(Image point annotation entries)
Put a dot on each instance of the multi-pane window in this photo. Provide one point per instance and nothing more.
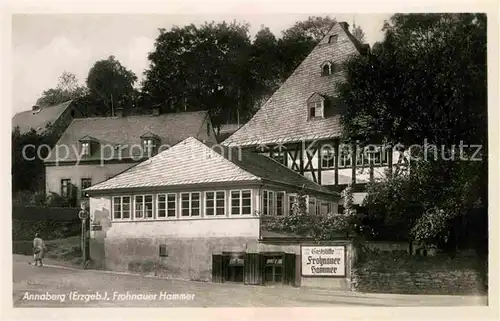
(345, 159)
(327, 158)
(215, 203)
(268, 203)
(143, 205)
(279, 157)
(121, 207)
(148, 146)
(66, 188)
(291, 202)
(86, 183)
(86, 148)
(241, 202)
(315, 109)
(312, 205)
(190, 204)
(326, 208)
(167, 205)
(280, 203)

What you need to do :: Extract every line of the records above word for word, omitting the pictures.

Task output ::
Put a dot on each instance of the multi-pane window in this photo. Provide one point per instance and nothing more.
(345, 159)
(327, 158)
(215, 203)
(268, 203)
(143, 205)
(279, 157)
(121, 207)
(148, 146)
(66, 188)
(291, 202)
(86, 183)
(86, 148)
(241, 202)
(315, 109)
(312, 205)
(190, 204)
(326, 208)
(167, 205)
(280, 203)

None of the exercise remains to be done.